Schreib aus dem Text über Altersarmut und die Wohnungsfrage den Abschnitt von „Auf einen ganz“ bis einschließlich „(ISG) aus Köln.“ wortgetreu ab.

• _Ausgewählter Text_:
>>>>>

Montag, 11. April 2016

Die Armut älterer Menschen und die Wohnungsfrage. Eine Studie und viele offene Fragen


In der neueren Armutsdiskussion - beispielsweise rund um den im Februar 2016 veröffentlichten Armutsbericht des Paritätischen Wohlfahrtsverbandes und anderer Sozialverbände (vgl.  Zeit zu handeln. Bericht zur Armutsentwicklung in Deutschland 2016) - spielt das Thema Altersarmut eine wichtige Rolle. Bislang konnte man sagen, dass die Altersarmut - wenn man sie denn misst an den Einkommensarmutsgefährdungsquoten - noch nie so niedrig war wie in den zurückliegenden Jahren. Das ist durchaus auch und gerade als ein Erfolg der "alten", umlagefinanzierten gesetzlichen Rentenversicherung als wichtigster Säule des Alterssicherungssystems zu verstehen. Aber offensichtlich verändert sich mit Blick auf diese Personengruppe einiges zu deren Ungunsten. So schreiben die Herausgeber des neuen Armutsberichts: »Hauptrisikogruppen seien Alleinerziehende und Erwerbslose sowie Rentnerinnen und Rentner, deren Armutsquote rasant gestiegen sei und erstmals über dem Durchschnitt liege.«

Auf einen ganz besonders wichtigen, in der bisherigen Diskussion über Altersarmut immer noch aber vernachlässigten Aspekt weist eine neue Studie hin, die vom Bundesinstitut für Bau-, Stadt- und Raumforschung (BBSR) veröffentlicht worden ist: Lebenslagen und Einkommenssituation älterer Menschen. Implikationen für Wohnungsversorgung und Wohnungsmärkte, so ist sie überschrieben. Erstellt wurde sie von Analyse & Konzepte. Beratungsgesellschaft für Wohnen, Immobilien, Stadtentwicklung aus Hamburg und dem Institut für Sozialforschung und Gesellschaftspolitik (ISG) aus Köln.

<<<<<

• _Extrahierte Informationen_:
>>>>>

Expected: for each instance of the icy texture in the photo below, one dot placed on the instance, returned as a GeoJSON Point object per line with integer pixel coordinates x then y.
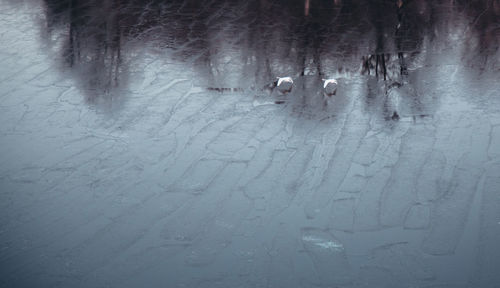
{"type": "Point", "coordinates": [144, 144]}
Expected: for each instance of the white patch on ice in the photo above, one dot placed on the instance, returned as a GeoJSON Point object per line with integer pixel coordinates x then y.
{"type": "Point", "coordinates": [323, 243]}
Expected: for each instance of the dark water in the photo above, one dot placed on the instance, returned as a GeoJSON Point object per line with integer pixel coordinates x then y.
{"type": "Point", "coordinates": [145, 143]}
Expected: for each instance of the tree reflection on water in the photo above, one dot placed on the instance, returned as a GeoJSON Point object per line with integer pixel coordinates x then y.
{"type": "Point", "coordinates": [295, 38]}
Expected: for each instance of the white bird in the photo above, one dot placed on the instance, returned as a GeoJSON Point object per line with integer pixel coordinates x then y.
{"type": "Point", "coordinates": [284, 84]}
{"type": "Point", "coordinates": [330, 86]}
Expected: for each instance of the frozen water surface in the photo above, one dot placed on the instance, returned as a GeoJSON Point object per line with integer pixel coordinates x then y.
{"type": "Point", "coordinates": [144, 143]}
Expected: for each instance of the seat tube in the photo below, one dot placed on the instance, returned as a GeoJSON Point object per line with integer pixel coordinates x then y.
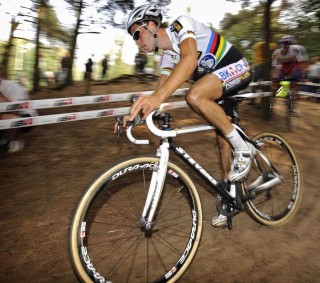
{"type": "Point", "coordinates": [156, 184]}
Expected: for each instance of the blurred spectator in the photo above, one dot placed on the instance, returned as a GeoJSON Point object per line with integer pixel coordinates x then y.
{"type": "Point", "coordinates": [104, 65]}
{"type": "Point", "coordinates": [314, 70]}
{"type": "Point", "coordinates": [88, 71]}
{"type": "Point", "coordinates": [140, 61]}
{"type": "Point", "coordinates": [10, 91]}
{"type": "Point", "coordinates": [290, 63]}
{"type": "Point", "coordinates": [65, 65]}
{"type": "Point", "coordinates": [314, 75]}
{"type": "Point", "coordinates": [259, 63]}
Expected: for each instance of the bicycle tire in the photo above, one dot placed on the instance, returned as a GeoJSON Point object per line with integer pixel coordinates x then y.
{"type": "Point", "coordinates": [106, 243]}
{"type": "Point", "coordinates": [277, 205]}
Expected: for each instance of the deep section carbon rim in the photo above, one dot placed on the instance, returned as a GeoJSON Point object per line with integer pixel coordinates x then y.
{"type": "Point", "coordinates": [107, 241]}
{"type": "Point", "coordinates": [278, 204]}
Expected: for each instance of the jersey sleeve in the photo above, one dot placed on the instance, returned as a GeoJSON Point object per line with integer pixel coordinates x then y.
{"type": "Point", "coordinates": [167, 62]}
{"type": "Point", "coordinates": [183, 27]}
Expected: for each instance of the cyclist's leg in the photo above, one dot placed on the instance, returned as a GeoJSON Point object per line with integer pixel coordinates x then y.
{"type": "Point", "coordinates": [201, 98]}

<<<<<

• _Das Ergebnis_:
Auf einen ganz besonders wichtigen, in der bisherigen Diskussion über Altersarmut immer noch aber vernachlässigten Aspekt weist eine neue Studie hin, die vom Bundesinstitut für Bau-, Stadt- und Raumforschung (BBSR) veröffentlicht worden ist: Lebenslagen und Einkommenssituation älterer Menschen. Implikationen für Wohnungsversorgung und Wohnungsmärkte, so ist sie überschrieben. Erstellt wurde sie von Analyse & Konzepte. Beratungsgesellschaft für Wohnen, Immobilien, Stadtentwicklung aus Hamburg und dem Institut für Sozialforschung und Gesellschaftspolitik (ISG) aus Köln.